Stored data entries:

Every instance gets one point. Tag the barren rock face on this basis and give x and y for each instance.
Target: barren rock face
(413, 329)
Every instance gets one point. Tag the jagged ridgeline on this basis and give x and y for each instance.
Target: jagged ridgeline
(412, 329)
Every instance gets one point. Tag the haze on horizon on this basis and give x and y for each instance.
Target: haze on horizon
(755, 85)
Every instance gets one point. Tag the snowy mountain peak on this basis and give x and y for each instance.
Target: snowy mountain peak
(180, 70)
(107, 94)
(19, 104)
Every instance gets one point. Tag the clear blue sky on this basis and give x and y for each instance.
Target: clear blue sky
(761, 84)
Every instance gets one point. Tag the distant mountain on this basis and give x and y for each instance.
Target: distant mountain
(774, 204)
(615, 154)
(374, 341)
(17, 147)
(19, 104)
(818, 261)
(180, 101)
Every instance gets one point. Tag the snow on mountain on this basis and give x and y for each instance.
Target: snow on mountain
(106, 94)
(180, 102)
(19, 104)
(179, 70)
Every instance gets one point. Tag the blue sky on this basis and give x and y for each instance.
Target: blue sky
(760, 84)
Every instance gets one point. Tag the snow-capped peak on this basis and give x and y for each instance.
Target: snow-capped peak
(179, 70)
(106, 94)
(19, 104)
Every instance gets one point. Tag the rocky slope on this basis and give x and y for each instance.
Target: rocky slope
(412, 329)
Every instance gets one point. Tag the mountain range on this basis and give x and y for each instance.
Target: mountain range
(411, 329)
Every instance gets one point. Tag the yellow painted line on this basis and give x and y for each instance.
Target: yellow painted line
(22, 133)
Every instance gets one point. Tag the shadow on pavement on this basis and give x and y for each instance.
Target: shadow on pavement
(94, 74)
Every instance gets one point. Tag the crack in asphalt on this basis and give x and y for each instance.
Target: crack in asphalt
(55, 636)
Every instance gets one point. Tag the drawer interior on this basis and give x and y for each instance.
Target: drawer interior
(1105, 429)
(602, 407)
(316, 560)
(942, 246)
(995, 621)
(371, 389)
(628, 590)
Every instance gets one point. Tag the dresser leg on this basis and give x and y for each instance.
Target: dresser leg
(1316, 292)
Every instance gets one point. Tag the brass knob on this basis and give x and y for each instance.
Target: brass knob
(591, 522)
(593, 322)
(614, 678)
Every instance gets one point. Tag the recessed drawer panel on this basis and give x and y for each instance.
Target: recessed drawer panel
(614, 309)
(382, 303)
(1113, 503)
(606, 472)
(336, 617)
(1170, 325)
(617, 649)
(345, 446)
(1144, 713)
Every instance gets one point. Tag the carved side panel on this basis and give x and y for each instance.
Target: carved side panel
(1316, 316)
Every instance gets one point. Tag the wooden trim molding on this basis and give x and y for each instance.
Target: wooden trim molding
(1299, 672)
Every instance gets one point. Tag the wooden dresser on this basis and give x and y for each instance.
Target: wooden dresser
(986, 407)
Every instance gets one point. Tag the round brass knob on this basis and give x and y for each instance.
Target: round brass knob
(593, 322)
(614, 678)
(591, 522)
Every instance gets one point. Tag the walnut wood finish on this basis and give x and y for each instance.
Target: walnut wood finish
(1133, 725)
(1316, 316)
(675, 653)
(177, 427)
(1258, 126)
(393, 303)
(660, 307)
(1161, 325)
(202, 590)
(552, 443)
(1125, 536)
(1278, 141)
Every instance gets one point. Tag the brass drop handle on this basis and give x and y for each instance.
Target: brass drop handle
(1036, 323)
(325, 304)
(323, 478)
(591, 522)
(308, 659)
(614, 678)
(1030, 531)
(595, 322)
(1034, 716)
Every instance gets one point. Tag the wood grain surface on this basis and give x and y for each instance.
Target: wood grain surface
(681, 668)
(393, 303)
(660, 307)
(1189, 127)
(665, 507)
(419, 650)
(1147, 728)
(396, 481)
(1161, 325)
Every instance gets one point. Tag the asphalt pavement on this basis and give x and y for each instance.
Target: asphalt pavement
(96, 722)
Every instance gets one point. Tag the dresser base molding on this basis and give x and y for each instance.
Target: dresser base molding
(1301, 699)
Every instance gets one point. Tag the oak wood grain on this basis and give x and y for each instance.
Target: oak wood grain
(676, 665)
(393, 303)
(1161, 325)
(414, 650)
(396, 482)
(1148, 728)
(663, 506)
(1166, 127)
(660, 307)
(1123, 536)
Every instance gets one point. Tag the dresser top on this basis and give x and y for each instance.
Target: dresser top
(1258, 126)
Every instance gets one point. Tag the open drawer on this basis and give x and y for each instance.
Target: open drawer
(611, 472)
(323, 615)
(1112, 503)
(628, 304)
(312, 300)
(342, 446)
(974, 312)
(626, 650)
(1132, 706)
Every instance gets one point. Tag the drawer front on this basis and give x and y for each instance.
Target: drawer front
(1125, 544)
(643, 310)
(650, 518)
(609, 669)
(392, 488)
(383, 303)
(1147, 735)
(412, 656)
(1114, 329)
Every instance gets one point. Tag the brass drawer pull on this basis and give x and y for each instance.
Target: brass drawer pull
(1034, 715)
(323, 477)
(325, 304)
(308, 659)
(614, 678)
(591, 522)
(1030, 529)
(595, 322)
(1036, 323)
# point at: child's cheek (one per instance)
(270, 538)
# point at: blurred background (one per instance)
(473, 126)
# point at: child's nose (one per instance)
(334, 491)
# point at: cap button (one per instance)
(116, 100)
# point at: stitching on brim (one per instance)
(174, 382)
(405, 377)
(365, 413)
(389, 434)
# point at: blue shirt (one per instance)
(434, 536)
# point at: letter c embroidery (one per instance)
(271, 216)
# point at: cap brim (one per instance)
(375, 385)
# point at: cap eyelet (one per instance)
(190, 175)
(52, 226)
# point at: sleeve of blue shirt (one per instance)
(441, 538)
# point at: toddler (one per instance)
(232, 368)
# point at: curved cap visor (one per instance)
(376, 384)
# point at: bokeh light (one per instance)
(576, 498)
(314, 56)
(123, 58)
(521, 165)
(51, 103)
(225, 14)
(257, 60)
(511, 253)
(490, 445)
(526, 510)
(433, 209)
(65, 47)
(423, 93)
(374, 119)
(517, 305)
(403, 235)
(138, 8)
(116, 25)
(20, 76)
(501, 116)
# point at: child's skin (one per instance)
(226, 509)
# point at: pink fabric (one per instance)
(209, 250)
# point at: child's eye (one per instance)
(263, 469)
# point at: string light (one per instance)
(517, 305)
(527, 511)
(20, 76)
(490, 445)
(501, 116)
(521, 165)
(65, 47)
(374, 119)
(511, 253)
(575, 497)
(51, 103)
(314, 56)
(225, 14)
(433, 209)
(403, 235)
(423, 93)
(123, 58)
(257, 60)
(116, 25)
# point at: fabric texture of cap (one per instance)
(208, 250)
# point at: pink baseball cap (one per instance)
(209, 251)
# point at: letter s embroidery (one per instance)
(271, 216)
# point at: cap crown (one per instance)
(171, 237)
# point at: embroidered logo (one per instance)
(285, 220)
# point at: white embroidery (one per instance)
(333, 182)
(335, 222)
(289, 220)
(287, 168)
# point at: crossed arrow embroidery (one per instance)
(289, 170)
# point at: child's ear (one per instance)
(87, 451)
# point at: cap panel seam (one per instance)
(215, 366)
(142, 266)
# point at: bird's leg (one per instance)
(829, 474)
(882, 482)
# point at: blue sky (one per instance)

Exercise description:
Rewrite all of the data above, changing each "instance" to "item" and leaving everything else unchanged.

The completed task:
Every item gets one point. Tag the barren rock face on this basis and give x and y for each item.
Target: barren rock face
(413, 329)
Every item gets one point. Tag the jagged ridgeline on this basis and give x and y for each item.
Target: jagged ridgeline
(412, 329)
Every item gets one point. Tag the haze on horizon on this basis and give x and y for each item.
Target: haze on horizon
(755, 85)
Every item gets one point. Tag the snowy mountain peak on this basis and give x and y for each item.
Target: snowy mountain peak
(180, 70)
(107, 94)
(19, 104)
Every item gets one point. Tag the clear blue sky on this basis and give x and y for each item.
Target: clear blue sky
(761, 84)
Every item gets one point. Tag the distant mountain on this basis and give x and y for each item.
Target: distant mountain
(774, 204)
(615, 154)
(374, 341)
(17, 147)
(19, 104)
(818, 261)
(180, 101)
Every item gets one point. Tag the snow on mountain on this basis and give x and y for each item.
Target: snow on mountain
(106, 94)
(180, 102)
(19, 104)
(179, 70)
Every item gets one point. Tag the blue sky on this basis and give x and y for each item.
Target: blue sky
(760, 84)
Every item gets one point. Tag the snow-capped peak on this basis and give x and y for each item.
Target: snow-capped peak
(179, 70)
(106, 94)
(19, 104)
Every item gets one point. Tag the rocky slope on this basis and give x and y for each item.
Target: rocky slope
(412, 329)
Every item gets one point. Tag the mountain range on this basis and give x and y for each item.
Target: mountain range
(411, 329)
Every item gets one point. Tag the yellow painted line on this basis and give x and y for each item.
Target: yellow painted line
(22, 133)
Every item gets one point. Tag the shadow on pavement on this basis and give x and y for each item.
Target: shadow on pavement
(94, 74)
Every item gets one point. Tag the crack in asphalt on this basis and give x and y for each item.
Target: crack in asphalt
(55, 636)
Every item gets one point. Tag the drawer interior on this basis and give x and y for each item.
Target: drawer interior
(1105, 429)
(602, 407)
(316, 560)
(942, 246)
(995, 621)
(371, 389)
(628, 590)
Every item gets one point. Tag the dresser leg on this basis and give x and y for each item.
Target: dresser leg
(1316, 292)
Every item gets one point. Tag the brass knob on this basis and give x and y for each item.
Target: brass knob
(591, 522)
(593, 322)
(614, 678)
Every item gets one point. Tag the recessed drawer panel on this basis and give x and y for each item.
Target: recessed drawer panel
(614, 309)
(382, 303)
(1113, 503)
(606, 472)
(336, 617)
(1170, 325)
(617, 649)
(345, 446)
(1144, 713)
Every item gets one point. Tag the carved side panel on this basis and give x and y for each item.
Target: carved side panel
(1316, 316)
Every item gets one point. Tag the wooden trim molding on this basis and give x and y for each item.
Target: wooden trim molding
(1299, 672)
Every item gets one point. Tag the wooden dresser on this basis and give x and y for each item.
Target: wooden dresser
(986, 407)
Every item gets one point. Tag the round brass knob on this basis and give x and y for each item.
Target: round brass knob
(593, 322)
(614, 678)
(591, 522)
Every item gets one point. Tag the walnut wood finish on this basis and give x and y for each item.
Target: walnut wood finish
(1133, 725)
(1316, 316)
(675, 653)
(177, 427)
(1258, 126)
(393, 303)
(660, 307)
(1161, 325)
(202, 590)
(552, 443)
(1125, 536)
(1278, 141)
Every item gets one point. Tag the brass drop handle on this basis and give x and y for each item.
Target: brass drop handle
(1036, 323)
(325, 304)
(323, 478)
(591, 522)
(308, 659)
(614, 678)
(1030, 531)
(595, 322)
(1034, 716)
Every item gets one point. Tag the wood grain surface on this basis and give x and y for each item.
Target: wood grain surface
(681, 668)
(393, 303)
(660, 307)
(1189, 127)
(665, 507)
(419, 650)
(1147, 728)
(396, 481)
(1161, 325)
Every item gets one point. Tag the asphalt pavement on this basis and give x and y for each item.
Target: asphalt pavement
(96, 722)
Every item gets one point. Tag the dresser base molding on this basis and give x and y for each item.
Target: dresser base molding
(1301, 699)
Every item gets one point. Tag the oak wood grain on this basis and give x and y for each item.
Target: oak wood grain
(676, 665)
(393, 303)
(1161, 325)
(414, 650)
(396, 482)
(1148, 728)
(663, 506)
(1166, 127)
(660, 307)
(1123, 536)
Every item gets one point. Tag the dresser top on this basis and give x and y for each item.
Target: dresser top
(1258, 126)
Every item gets one point. Tag the open drawer on this basis and give x and y for each item.
Target: open drawer
(611, 472)
(323, 615)
(1112, 503)
(628, 304)
(312, 300)
(342, 446)
(974, 312)
(626, 650)
(1132, 706)
Every item gets one point. Tag the drawer front on this basis and give x and y for each item.
Target: drawer front
(1125, 544)
(643, 310)
(650, 518)
(609, 669)
(392, 488)
(383, 303)
(1147, 735)
(412, 656)
(1114, 329)
Every item gets one point. Tag the brass drawer pull on this basis and give x and y for each item.
Target: brass drawer pull
(1034, 715)
(323, 477)
(325, 304)
(308, 659)
(614, 678)
(591, 522)
(1030, 529)
(595, 322)
(1036, 323)
# point at: child's cheek (one per item)
(270, 538)
# point at: blurred background (one per item)
(473, 126)
# point at: child's nose (one per item)
(334, 491)
# point at: cap button (one per item)
(116, 100)
# point at: stitching on brim (one per item)
(174, 382)
(405, 377)
(365, 413)
(389, 434)
# point at: blue shirt (one per item)
(434, 536)
# point at: letter c embroidery (one per item)
(271, 216)
# point at: cap brim (one per item)
(375, 385)
# point at: cap eyelet (one per item)
(190, 175)
(52, 226)
# point at: sleeve of blue shirt (one per item)
(441, 538)
# point at: toddler (one per item)
(232, 368)
# point at: curved cap visor (one per item)
(376, 384)
# point at: bokeh light (one per item)
(576, 498)
(314, 56)
(123, 58)
(521, 165)
(51, 103)
(225, 14)
(257, 60)
(511, 253)
(490, 445)
(526, 510)
(433, 209)
(65, 47)
(423, 93)
(374, 119)
(517, 305)
(403, 235)
(138, 8)
(116, 25)
(20, 76)
(501, 116)
# point at: child's skin (one per item)
(226, 509)
# point at: pink fabric (one per item)
(209, 250)
# point at: child's eye (one per item)
(263, 469)
# point at: string light (one per item)
(517, 305)
(527, 511)
(20, 76)
(490, 445)
(501, 116)
(521, 165)
(65, 47)
(374, 119)
(511, 253)
(575, 497)
(51, 103)
(314, 56)
(225, 14)
(433, 209)
(403, 235)
(423, 93)
(123, 58)
(257, 60)
(116, 25)
# point at: fabric texture of cap (one per item)
(208, 250)
# point at: pink baseball cap (one per item)
(209, 251)
# point at: letter s embroidery (one per item)
(271, 216)
# point at: cap crown (one per item)
(171, 237)
# point at: embroidered logo (one per item)
(285, 220)
# point at: white embroidery (one per item)
(333, 182)
(335, 222)
(289, 220)
(287, 168)
# point at: crossed arrow embroidery (one per item)
(289, 170)
# point at: child's ear (one per item)
(87, 451)
# point at: cap panel seam (one per item)
(215, 366)
(142, 266)
# point at: bird's leg (one per item)
(829, 474)
(882, 482)
# point at: blue sky (one per item)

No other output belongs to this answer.